====== Supplied records
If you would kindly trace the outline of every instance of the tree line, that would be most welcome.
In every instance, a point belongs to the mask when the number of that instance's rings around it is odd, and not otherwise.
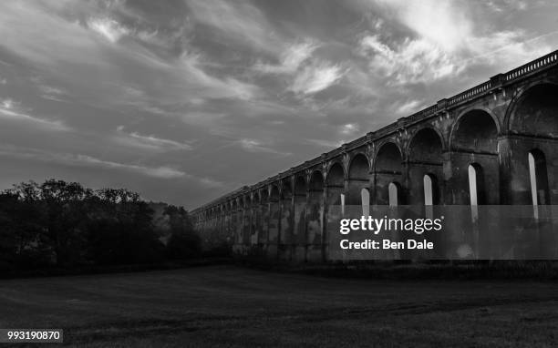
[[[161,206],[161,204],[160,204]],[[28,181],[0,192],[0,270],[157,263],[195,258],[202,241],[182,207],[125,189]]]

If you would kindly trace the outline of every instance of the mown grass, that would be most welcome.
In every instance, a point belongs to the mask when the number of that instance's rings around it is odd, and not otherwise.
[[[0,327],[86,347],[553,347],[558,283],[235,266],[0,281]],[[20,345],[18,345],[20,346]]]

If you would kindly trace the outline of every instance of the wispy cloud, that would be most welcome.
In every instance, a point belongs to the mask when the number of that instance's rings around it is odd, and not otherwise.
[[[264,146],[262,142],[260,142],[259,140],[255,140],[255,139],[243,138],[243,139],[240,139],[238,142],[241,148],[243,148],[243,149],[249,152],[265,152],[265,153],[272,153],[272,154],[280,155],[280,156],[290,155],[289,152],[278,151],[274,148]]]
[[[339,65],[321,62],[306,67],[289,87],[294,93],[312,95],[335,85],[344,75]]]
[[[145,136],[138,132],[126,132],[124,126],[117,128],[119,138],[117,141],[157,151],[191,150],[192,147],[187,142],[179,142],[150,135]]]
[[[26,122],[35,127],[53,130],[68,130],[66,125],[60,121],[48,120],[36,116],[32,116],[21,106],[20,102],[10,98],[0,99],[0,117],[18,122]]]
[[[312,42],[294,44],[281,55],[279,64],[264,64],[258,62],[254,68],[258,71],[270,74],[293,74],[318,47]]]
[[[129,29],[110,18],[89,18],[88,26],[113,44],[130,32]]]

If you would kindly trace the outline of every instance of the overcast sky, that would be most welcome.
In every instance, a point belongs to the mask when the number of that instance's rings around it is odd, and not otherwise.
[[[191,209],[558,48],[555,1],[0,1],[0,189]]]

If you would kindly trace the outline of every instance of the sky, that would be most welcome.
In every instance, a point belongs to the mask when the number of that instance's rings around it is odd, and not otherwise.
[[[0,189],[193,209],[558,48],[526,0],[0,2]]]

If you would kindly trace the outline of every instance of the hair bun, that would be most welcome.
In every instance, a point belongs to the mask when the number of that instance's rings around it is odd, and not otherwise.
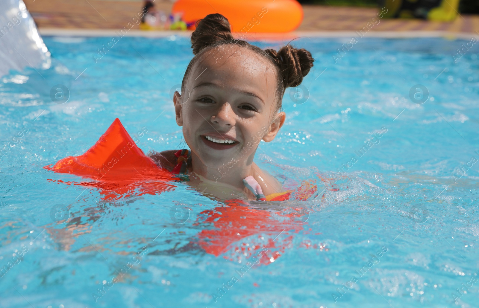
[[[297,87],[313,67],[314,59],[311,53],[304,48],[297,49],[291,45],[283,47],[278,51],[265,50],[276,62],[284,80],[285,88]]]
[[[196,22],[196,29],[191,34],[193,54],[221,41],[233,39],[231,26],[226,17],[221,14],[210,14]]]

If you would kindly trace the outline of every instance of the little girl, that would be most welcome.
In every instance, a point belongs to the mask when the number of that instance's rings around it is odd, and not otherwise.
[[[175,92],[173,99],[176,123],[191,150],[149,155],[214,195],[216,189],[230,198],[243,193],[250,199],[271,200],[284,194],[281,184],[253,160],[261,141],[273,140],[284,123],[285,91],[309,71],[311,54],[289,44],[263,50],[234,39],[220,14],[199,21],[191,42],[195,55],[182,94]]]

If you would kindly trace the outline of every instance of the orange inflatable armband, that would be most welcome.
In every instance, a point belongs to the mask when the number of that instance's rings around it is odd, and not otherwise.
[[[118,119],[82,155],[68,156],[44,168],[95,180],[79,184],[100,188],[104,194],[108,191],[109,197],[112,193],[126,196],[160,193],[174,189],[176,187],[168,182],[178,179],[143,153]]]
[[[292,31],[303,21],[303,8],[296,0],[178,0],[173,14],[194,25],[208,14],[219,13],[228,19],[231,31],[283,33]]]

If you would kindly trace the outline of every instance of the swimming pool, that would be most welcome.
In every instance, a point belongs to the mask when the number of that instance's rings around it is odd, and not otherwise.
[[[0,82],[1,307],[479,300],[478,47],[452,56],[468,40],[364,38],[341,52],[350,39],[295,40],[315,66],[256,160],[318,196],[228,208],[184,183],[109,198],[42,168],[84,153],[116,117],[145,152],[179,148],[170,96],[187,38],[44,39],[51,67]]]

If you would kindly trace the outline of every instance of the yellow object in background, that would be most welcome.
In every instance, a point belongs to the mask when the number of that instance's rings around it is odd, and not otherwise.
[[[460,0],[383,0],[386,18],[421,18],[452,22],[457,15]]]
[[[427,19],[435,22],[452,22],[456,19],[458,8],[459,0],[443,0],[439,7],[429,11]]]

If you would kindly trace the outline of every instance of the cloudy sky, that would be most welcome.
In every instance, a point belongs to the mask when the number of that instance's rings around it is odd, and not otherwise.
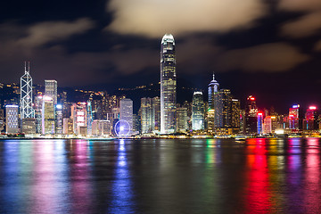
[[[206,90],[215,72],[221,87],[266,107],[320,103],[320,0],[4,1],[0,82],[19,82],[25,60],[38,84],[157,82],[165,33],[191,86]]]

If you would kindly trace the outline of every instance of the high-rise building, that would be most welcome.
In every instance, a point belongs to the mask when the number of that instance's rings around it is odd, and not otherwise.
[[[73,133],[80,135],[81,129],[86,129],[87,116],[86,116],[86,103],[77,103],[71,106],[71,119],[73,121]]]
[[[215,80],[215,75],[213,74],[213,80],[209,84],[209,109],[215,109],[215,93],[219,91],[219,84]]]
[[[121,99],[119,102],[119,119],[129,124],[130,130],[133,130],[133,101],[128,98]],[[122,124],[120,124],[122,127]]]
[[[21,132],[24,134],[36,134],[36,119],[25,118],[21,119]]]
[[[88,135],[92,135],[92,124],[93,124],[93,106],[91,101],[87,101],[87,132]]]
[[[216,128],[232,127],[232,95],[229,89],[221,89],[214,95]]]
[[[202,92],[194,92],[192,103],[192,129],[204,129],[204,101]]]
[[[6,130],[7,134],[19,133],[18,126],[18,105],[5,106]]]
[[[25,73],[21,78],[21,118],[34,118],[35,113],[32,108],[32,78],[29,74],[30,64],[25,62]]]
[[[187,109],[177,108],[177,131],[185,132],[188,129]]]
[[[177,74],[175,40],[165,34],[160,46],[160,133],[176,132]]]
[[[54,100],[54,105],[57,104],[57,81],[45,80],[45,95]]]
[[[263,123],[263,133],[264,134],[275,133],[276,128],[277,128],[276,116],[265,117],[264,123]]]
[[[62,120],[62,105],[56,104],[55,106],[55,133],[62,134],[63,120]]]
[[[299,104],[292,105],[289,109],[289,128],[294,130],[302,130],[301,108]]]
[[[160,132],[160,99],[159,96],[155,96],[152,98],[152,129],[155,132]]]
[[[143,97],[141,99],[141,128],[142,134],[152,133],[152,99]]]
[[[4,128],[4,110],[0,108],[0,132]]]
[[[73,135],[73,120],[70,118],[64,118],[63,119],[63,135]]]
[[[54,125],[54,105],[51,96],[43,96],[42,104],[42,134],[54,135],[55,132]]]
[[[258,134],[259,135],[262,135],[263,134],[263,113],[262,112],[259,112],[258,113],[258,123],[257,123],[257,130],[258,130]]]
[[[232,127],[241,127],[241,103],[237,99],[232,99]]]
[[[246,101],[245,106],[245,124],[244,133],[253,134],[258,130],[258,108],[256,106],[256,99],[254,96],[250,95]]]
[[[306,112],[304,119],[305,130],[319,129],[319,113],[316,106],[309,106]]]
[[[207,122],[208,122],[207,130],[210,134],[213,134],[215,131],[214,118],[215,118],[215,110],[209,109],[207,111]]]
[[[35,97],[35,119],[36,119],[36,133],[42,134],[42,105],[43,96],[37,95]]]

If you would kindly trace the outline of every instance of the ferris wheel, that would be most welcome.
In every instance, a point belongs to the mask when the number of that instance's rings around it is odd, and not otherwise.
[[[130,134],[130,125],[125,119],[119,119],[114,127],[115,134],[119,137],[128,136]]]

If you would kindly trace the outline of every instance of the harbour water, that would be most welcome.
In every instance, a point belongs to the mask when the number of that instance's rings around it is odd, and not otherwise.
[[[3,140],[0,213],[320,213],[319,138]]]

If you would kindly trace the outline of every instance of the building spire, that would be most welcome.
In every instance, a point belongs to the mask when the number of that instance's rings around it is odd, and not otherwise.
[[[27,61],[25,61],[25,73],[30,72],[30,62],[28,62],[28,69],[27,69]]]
============
====== Supplied records
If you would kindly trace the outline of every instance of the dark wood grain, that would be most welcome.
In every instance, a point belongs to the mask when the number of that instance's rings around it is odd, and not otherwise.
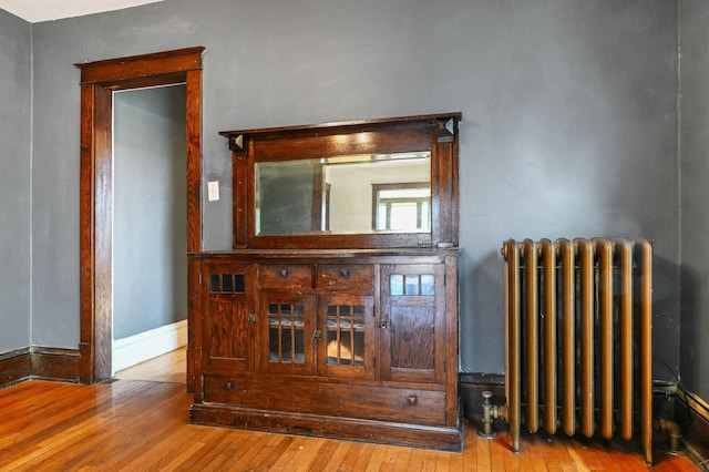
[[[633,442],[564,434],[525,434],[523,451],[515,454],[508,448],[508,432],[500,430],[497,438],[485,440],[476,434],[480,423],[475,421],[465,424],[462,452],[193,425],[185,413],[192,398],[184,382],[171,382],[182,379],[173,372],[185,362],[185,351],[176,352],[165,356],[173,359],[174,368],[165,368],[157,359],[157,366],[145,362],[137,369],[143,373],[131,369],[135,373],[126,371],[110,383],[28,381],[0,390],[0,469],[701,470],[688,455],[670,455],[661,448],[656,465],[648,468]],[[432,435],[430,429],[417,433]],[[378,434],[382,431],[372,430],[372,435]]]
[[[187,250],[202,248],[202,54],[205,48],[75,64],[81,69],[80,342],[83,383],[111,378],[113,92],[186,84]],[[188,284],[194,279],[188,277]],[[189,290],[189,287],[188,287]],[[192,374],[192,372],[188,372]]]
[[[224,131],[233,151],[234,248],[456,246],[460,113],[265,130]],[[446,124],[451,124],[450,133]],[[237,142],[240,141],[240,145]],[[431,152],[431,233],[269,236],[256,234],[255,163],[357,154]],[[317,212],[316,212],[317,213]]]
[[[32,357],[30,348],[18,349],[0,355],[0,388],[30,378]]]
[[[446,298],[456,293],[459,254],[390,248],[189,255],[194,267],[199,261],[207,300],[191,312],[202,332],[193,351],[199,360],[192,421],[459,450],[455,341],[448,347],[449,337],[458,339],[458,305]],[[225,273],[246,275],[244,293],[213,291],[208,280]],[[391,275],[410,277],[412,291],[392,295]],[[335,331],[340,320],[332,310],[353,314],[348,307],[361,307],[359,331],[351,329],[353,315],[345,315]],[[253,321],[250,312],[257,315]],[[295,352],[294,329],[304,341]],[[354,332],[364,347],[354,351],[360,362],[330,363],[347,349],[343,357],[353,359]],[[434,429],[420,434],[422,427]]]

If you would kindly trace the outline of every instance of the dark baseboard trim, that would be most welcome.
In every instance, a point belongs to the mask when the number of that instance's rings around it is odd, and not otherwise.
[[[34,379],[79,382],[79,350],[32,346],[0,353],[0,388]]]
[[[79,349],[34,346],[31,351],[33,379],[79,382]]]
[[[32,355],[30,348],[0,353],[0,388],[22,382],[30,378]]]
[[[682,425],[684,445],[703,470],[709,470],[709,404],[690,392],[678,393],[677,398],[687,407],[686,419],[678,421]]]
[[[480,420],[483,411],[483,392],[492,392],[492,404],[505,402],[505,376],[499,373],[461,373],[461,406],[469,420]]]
============
Task goal »
Copy out, word for word, the stretch of entries that opens with the line containing "wheel, that would be most welcome." and closes with the line containing "[[[3,140],[0,213],[320,213],[319,138]]]", both of those lines included.

The completed task »
If you would kindly trace the outline of every instance of the ferris wheel, that would be most welcome.
In every instance, a point belongs to the mask when the number of that instance's rings around it is odd, and not otherwise.
[[[130,134],[130,125],[125,119],[119,119],[114,127],[115,134],[119,137],[128,136]]]

If you would kindly trace the outline of every instance of the harbour water, that would be most welcome.
In every instance, a point belongs to the mask when the number of that instance's rings around it is odd, and not otherwise.
[[[3,140],[0,213],[320,213],[319,138]]]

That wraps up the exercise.